CONSEGNA 1: Secondo il testo estratto su Luciano Marangon, in quale anno è stata pubblicata l'autobiografia romanzata 'Luna Tonda'?
CONSEGNA 2: Traduci in inglese questa frase del testo estratto su Luciano Marangon: "Dopo aver lasciato il calcio, senza particolari rimpianti, ha viaggiato in giro per il Mondo e ha continuato a godersi la vita."
CONSEGNA 3: Riprendi il testo estratto sulla carriera di Luciano Marangon e proseguilo a partire dall'ultima frase riportata.

TESTO ESTRATTO:

>>>>>

“Un nomade nudo che danza sul cuore del mondo nell’ambiente patinato del calcio, attorniato da una moltitudine di donne e divertimenti” - Argia Di Donato e Luciano Marangon, 'Luna Tonda'
Con queste parole, Luciano Marangon definisce se stesso nell'autobiografia romanzata 'Luna Tonda', pubblicata nel 2011 e scritta assieme ad Argia Di Donato, avvocatessa di Napoli e scrittrice.
Terzino sinistro di spinta, in possesso di qualità tecniche superiori alla media e di un buono spunto in velocità, pur essendo un professionista esemplare che non saltava un allenamento, fuori dal campo si è sempre concesso tutti i piaceri della vita: amava le donne, le feste e il divertimento.
Capelli castani a caschetto sempre in ordine, sguardo languido e sorriso sbarazzino alla Tom Cruise, le donne non sapevano resistergli e lui non faceva nulla per farlo. La sua carriera inizia nelle Giovanili della Juventus, ma in bianconero non esordirà mai: rifiutato il trasferimento al Catanzaro, sarà ceduto al Vicenza, ottenendo la promozione in Serie A e lo storico 2° posto nel 1977/78.
Nel 1980, dopo un anno in B in seguito alla retrocessione del club veneto, approda al Napoli di Marchesi (3° in Serie A), quindi fa un anno con la Roma di Liedholm (ancora un 3° posto), prima di trasferirsi al Verona di Bagnolinel 1982, con cui vincerà lo storico Scudetto del 1984/85.
Nel 1985 passa all'Inter, e in nerazzurro chiude precocemente la sua carriera calcistica a soli 30 anni in seguito ad alcuni gravi infortuni. In Nazionale è stato convocato 3 volte da Enzo Bearzot, ed ha esordito in azzurro prima dei Mondiali del 1982 in Spagna, non venendo però selezionato nella rosa finale dei 22.
Dopo aver lasciato il calcio, senza particolari rimpianti, ha viaggiato in giro per il Mondo e ha continuato a godersi la vita. Trascorsi quasi 9 anni in Centro-America, è tornato in Europa, dove oggi gestisce un locale a Ibiza. Negli ultimi anni ha continuato ad aprire locali in località diverse, non smentendo mai quella che ha adottato come filosofia personale di vita.
LE GIOVANILI ALLA JUVENTUS E IL 'NO' A BONIPERTI
Luciano Marangon nasce a Quinto di Treviso,nella Provincia omonima, il 21 ottobre 1956 e cresce nel paese natio con i suoi due fratelli maggiori, Luigino e Oscar,e suo fratello minore Fabio, di 6 anni più giovane, che diventerà anche lui un calciatore.

<<<<<

DATI GREZZI:
>>>>>

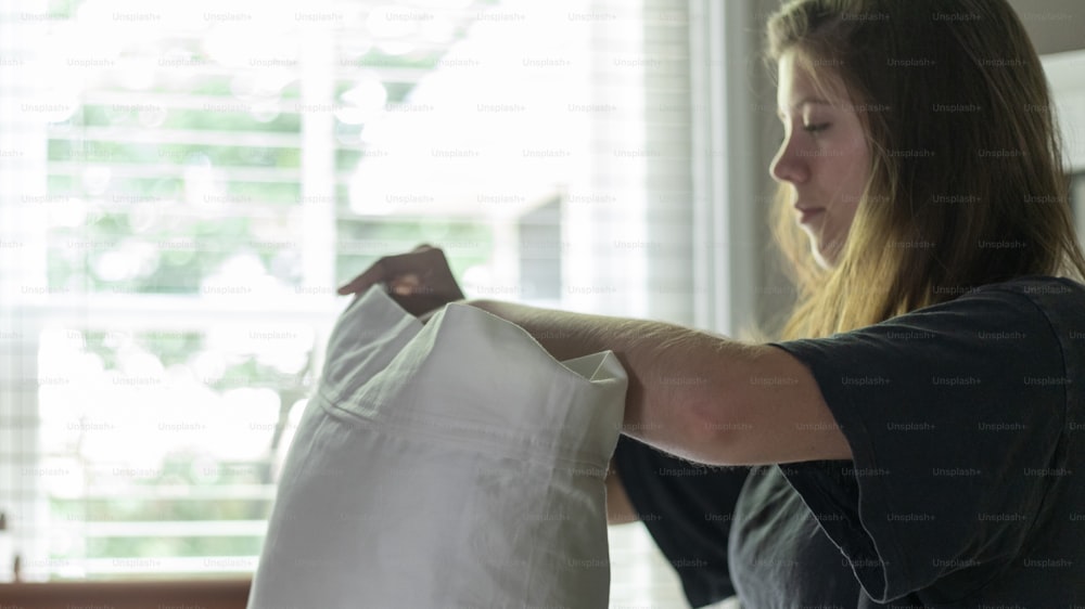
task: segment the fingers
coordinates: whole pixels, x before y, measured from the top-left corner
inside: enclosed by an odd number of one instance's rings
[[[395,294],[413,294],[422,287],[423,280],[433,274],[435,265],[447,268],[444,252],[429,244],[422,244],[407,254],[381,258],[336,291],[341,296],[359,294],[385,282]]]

<<<<<
>>>>>

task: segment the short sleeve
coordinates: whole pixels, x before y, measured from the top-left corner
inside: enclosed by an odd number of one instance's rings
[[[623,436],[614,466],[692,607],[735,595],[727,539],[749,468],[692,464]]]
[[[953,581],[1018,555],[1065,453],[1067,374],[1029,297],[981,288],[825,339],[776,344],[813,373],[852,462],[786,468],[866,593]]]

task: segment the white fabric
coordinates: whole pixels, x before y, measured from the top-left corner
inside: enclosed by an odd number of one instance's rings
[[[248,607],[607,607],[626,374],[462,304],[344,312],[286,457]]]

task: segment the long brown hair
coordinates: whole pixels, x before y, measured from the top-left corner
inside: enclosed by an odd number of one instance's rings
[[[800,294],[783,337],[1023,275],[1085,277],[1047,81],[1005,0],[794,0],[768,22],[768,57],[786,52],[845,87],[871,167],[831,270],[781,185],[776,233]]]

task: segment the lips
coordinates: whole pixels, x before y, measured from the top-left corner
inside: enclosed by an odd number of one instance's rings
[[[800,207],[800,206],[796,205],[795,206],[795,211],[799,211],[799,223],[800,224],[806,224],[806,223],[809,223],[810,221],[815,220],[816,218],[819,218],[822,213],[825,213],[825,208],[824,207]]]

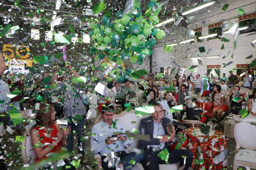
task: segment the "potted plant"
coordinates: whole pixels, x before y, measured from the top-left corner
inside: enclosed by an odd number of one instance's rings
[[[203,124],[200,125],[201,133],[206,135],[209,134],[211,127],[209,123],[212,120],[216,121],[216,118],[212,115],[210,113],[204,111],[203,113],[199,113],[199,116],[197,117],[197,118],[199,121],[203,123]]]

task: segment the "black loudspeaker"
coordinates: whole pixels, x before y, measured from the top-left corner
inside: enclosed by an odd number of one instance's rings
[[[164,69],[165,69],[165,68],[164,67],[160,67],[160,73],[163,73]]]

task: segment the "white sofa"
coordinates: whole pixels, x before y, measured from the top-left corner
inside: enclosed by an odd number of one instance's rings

<<<<<

RISPOSTA 1: Nel 2011.

RISPOSTA 2: After leaving football, without any particular regrets, he traveled around the world and continued to enjoy life.

RISPOSTA 3:
La carriera calcistica inizia nelle Giovanili della Juventus. Nel 1971/72 con la Squadra Primavera vince lo Scudetto di categoria. I bianconeri sconfiggono nella doppia finale la Roma (con due successi, 0-2 nella capitale e 2-0 a Torino).
"Conservo ricordi carichi d’affetto nei confronti di quei tempi, - dice alla pagina Facebook 'La Maglia della Juve' nel febbraio 2020 -, ma soprattutto devo ringraziare la Vecchia Signora per avermi formato come uomo: a Torino ti insegnano a vivere, ti fanno crescere sotto tutti i profili".
Quando deve passare in Prima squadra, però, la società non crede sufficientemente in lui.
"Boniperti e Allodi volevano mandarmi a fare esperienza a Catanzaro.- racconterà nell'ottobre 2021 a 'Il Corriere della Sera' - Io da buon veneto testone rifiutai. Boniperti fu molto chiaro: 'Marangon, lei diventerà un grande calciatore ma non giocherà nella Juventus'. Alla fine mi cedettero al Vicenza e presero Cabrini".
"Con la prima squadra bianconera non son riuscito a giocare una sola partita ufficiale; al contrario di mio fratello Fabio, formatosi anch’egli nel vivaio zebrato".
GLI ANNI AL VICENZA FRA SERIE B E SERIE A
L'avventura al Vicenza, iniziata nel 1975/76, sarà la più lunga da calciatore professionista per Luciano Marangon e durerà ben 5 stagioni, di cui 3 in Serie B e 2 in Serie A. Il primo anno, in cui colleziona 29 presenze in campionato e 4 in Coppa Italia, si chiude con una salvezza risicata in Serie B, ma il 1976/77, che coincide con gli arrivi di G.B. Fabbri in panchinae di Paolo Rossi in attacco, porta alla promozione nel massimo campionato.
"Con la morte di Rossi ho perso un fratello. - dirà - Avevamo trascorso tre anni insieme alla Juve. Lui era al Como, Farina non era tanto convinto. 'Presidente, lo prenda e non se ne pentirà', gli dissi... Penso spesso a Paolo, certe persone non se ne vanno mai".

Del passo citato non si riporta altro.